* **Work request**
Scan the entries for lines with the word "below" and copy those lines.
-------- Excerpted data
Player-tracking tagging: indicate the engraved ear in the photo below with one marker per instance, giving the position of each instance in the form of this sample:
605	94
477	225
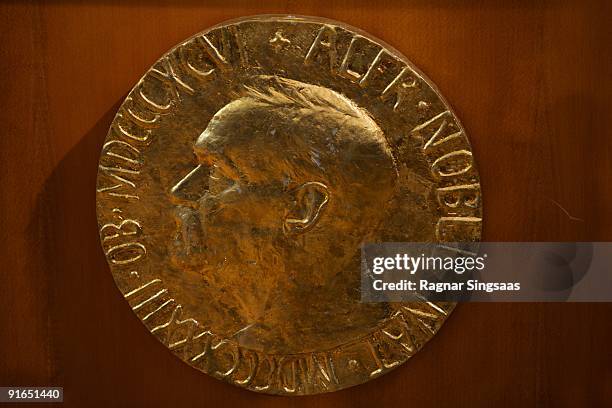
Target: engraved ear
311	198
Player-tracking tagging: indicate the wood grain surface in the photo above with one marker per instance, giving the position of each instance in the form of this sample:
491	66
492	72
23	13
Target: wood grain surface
531	82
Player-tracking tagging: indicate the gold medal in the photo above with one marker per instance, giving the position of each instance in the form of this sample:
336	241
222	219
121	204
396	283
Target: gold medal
239	179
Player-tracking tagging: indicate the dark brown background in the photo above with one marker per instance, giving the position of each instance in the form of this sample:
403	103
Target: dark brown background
531	83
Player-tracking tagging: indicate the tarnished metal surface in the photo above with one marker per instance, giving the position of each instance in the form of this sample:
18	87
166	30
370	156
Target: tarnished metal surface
240	177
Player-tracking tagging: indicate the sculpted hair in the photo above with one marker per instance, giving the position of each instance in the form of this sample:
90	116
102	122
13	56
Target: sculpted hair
331	137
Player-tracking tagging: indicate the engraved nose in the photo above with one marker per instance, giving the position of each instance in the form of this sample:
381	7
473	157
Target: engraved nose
189	189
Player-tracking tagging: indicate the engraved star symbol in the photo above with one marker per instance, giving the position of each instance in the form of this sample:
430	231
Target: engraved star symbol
278	41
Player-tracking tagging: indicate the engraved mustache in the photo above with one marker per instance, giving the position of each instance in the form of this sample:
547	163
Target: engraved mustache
190	234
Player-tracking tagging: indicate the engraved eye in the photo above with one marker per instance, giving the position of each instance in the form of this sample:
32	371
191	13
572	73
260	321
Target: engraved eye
218	181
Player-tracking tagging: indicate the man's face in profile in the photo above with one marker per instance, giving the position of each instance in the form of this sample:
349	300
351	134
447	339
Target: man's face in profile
276	209
230	211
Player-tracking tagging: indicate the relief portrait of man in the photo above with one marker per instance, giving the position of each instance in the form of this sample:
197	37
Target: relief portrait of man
291	179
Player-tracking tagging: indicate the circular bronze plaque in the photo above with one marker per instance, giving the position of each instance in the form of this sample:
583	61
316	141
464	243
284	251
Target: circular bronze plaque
239	179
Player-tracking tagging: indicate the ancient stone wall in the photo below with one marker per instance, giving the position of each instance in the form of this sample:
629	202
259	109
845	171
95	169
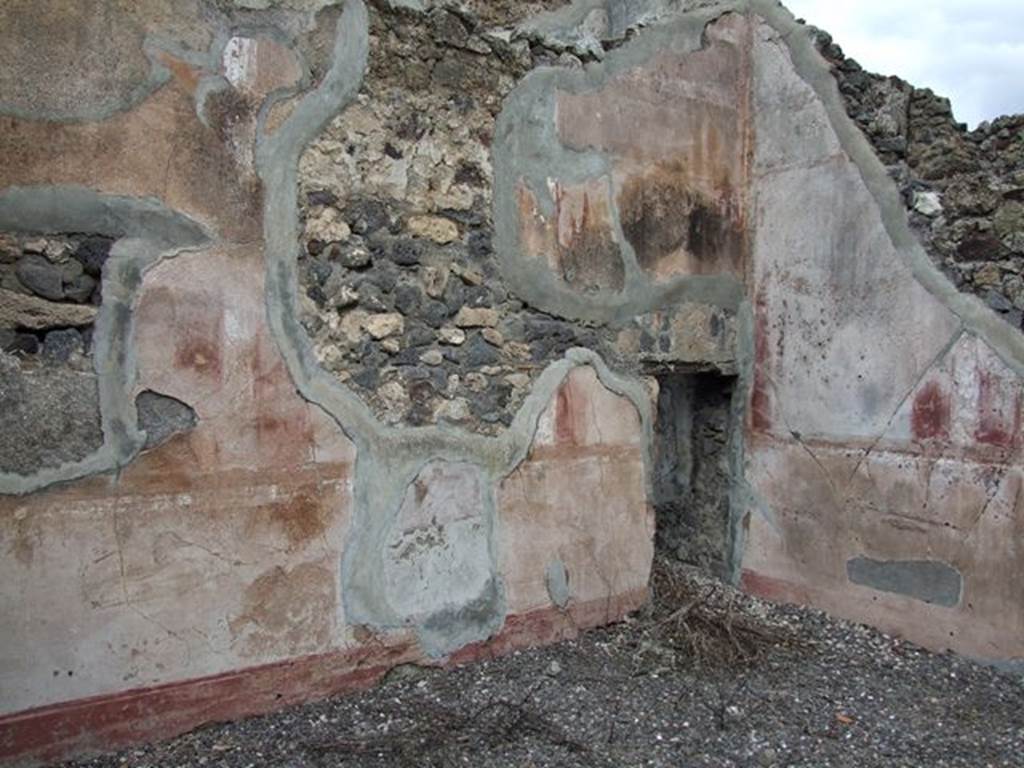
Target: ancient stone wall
964	189
341	335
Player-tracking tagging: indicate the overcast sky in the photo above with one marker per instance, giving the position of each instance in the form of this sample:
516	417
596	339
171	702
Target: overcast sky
969	50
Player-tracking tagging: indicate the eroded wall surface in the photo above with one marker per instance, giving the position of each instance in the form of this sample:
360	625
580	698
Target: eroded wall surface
333	335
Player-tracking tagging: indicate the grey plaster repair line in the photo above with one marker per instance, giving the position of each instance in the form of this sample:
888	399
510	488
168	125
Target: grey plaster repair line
146	233
527	151
1006	341
388	459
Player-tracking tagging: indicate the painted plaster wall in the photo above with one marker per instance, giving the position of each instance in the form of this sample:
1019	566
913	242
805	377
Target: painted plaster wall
291	544
884	450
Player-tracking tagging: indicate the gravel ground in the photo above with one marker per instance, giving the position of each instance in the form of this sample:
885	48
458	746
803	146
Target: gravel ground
705	677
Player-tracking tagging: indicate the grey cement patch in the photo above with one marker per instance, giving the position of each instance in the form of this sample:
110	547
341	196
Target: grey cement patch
928	581
526	146
147	232
162	417
389	459
556	579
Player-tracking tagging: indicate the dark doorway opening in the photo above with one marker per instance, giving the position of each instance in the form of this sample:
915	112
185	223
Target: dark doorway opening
694	435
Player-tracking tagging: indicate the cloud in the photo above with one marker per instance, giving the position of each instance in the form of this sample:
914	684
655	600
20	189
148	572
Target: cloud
969	50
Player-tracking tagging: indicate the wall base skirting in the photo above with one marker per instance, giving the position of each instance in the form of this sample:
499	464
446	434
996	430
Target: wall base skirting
114	721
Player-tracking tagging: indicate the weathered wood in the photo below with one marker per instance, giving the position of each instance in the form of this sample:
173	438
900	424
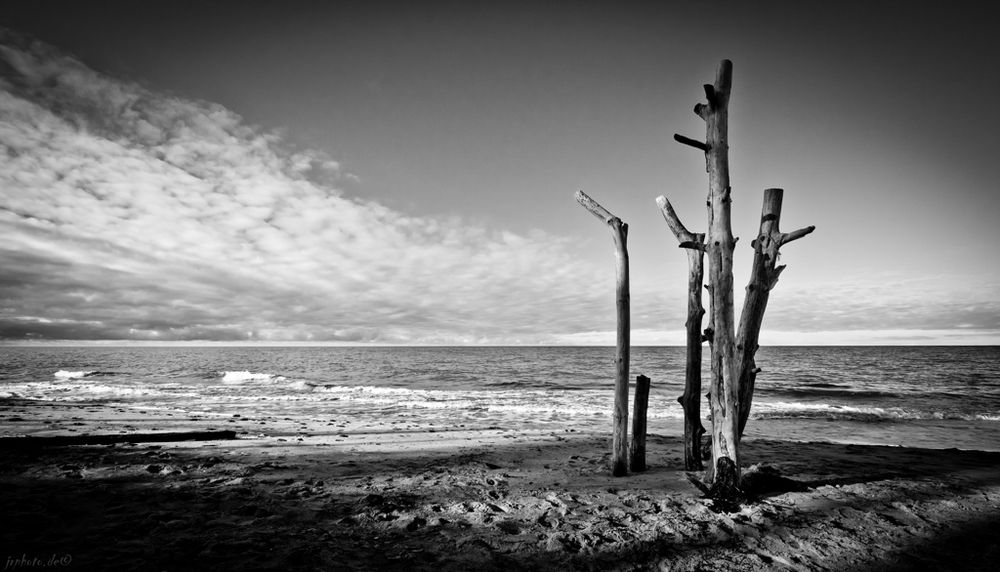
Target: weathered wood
691	142
637	452
619	233
724	389
690	400
763	277
31	442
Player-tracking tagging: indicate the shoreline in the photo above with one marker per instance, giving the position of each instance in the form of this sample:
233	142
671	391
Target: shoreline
312	493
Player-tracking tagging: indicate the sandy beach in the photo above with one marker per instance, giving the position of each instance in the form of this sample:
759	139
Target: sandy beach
329	494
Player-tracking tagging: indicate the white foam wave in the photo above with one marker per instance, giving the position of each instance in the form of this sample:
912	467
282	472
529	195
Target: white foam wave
245	376
64	374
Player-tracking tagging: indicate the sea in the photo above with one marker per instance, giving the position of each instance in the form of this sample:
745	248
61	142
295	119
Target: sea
931	397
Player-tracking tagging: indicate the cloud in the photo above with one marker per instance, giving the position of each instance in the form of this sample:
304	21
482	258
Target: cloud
129	214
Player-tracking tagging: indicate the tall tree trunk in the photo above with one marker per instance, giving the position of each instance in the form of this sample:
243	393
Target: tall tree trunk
690	400
724	385
763	278
619	232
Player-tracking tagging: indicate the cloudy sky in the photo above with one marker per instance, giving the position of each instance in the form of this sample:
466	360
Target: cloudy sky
382	172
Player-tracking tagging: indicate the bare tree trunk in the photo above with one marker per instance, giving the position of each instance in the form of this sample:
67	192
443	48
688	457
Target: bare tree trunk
619	232
724	386
637	459
763	277
690	400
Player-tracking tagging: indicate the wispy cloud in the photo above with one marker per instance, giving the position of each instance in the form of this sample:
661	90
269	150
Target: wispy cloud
128	214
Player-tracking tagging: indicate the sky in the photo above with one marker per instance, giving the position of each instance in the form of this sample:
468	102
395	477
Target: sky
403	173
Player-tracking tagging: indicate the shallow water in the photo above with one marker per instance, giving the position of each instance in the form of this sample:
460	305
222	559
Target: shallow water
928	396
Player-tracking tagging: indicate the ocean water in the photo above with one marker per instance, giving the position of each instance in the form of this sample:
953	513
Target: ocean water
937	397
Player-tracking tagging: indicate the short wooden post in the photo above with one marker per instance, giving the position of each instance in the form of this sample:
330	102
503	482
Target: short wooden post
619	232
637	457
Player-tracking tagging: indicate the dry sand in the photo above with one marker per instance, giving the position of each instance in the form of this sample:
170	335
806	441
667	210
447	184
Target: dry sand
332	494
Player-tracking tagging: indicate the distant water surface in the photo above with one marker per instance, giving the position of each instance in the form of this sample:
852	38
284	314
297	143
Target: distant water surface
923	396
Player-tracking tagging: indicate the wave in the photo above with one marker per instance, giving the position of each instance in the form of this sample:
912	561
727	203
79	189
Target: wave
832	390
245	376
865	414
65	374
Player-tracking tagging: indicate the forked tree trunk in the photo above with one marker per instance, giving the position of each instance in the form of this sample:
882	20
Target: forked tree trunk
724	384
690	400
733	367
619	232
763	277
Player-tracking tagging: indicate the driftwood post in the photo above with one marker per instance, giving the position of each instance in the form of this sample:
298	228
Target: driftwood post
763	277
619	232
690	400
724	471
637	457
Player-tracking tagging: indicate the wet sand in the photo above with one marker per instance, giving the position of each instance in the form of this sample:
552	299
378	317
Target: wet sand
404	494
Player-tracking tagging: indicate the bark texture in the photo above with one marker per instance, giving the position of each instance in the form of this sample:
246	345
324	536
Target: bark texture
619	233
637	452
690	400
763	278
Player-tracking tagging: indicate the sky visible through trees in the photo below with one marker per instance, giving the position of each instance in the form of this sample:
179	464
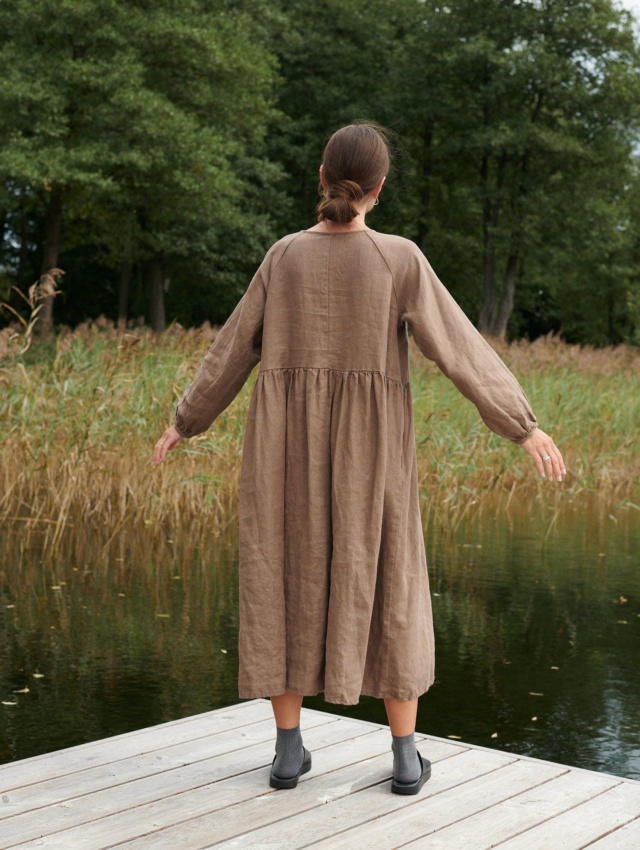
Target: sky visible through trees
154	152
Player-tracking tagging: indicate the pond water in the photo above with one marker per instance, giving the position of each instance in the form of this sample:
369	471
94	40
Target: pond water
537	621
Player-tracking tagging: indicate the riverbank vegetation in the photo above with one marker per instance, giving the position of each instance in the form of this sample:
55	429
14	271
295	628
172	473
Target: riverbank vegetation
79	415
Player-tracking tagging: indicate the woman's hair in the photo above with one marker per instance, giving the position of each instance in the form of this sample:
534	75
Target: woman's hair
355	160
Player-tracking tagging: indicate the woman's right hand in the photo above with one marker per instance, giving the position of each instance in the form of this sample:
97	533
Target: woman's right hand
545	454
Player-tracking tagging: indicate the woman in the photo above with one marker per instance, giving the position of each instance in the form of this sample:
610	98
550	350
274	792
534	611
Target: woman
334	591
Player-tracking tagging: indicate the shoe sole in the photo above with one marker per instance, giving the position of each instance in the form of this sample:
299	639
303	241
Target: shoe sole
413	787
292	781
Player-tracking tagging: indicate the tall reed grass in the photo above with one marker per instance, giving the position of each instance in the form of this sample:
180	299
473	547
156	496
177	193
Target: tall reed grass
79	415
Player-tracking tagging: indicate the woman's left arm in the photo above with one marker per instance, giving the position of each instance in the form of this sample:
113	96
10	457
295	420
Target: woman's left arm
445	335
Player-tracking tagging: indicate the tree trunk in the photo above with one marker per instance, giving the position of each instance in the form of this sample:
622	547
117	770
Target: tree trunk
506	302
155	285
488	312
123	293
51	252
23	263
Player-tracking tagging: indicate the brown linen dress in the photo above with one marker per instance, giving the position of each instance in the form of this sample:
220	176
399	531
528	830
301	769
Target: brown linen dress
334	590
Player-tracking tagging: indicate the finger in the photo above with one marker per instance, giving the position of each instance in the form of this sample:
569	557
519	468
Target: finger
553	464
159	452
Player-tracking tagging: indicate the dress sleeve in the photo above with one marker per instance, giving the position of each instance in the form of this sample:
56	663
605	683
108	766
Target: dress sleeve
445	335
235	351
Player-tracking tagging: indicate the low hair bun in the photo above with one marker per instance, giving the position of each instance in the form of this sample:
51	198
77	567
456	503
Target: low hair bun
356	158
338	204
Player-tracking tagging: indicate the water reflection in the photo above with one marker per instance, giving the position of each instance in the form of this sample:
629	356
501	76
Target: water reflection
537	631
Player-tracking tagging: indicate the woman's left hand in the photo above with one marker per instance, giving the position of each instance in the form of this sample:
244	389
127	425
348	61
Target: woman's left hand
166	443
546	455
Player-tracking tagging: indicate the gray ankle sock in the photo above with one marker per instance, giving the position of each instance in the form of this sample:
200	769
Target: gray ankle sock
289	754
406	764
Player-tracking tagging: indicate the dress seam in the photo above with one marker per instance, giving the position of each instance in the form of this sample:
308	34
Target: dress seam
331	369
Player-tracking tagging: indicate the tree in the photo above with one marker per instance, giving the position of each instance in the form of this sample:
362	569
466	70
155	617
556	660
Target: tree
133	117
522	99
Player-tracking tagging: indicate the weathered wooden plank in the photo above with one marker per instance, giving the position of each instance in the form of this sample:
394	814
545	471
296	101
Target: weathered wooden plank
519	813
61	762
191	752
173	791
626	837
337	780
582	825
427	814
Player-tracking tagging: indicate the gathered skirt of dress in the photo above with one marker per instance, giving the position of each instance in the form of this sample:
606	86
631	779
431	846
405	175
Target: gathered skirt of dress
334	589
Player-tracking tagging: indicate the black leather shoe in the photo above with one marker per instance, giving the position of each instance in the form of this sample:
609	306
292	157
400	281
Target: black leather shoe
291	781
413	787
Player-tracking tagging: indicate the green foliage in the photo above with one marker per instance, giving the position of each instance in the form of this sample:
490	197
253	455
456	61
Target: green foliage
185	139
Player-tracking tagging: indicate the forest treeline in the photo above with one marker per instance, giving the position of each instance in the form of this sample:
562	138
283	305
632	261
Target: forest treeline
154	150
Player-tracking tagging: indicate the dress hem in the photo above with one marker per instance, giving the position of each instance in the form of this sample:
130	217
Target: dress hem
337	699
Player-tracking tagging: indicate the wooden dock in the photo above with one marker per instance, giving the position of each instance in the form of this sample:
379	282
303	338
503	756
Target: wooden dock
202	782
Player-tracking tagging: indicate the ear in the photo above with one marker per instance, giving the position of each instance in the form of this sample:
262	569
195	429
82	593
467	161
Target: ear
378	188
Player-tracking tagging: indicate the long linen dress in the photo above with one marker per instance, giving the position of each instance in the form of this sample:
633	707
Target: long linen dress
333	583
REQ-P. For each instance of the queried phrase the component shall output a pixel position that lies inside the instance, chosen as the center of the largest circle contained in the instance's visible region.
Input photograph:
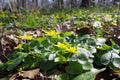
----------------
* **Answer box**
Player-tracking tagging: indicate the engraved ear in the photo below with one marker per instance, giving the position of each instance in the form of this sample:
Player-tracking tagging: indicate the ancient stone wall in the photo below with one marker per instance, giving the position of each instance in the form of this sample:
Player-tracking tagging: indicate the weathered wood in the photo below with one marker per instance, giving the position of each instance in the form of this sample:
Player-tracking tagging: indicate the sky visible through trees in the photo below with one marker per instance, giving the position of each instance in the form of this sample:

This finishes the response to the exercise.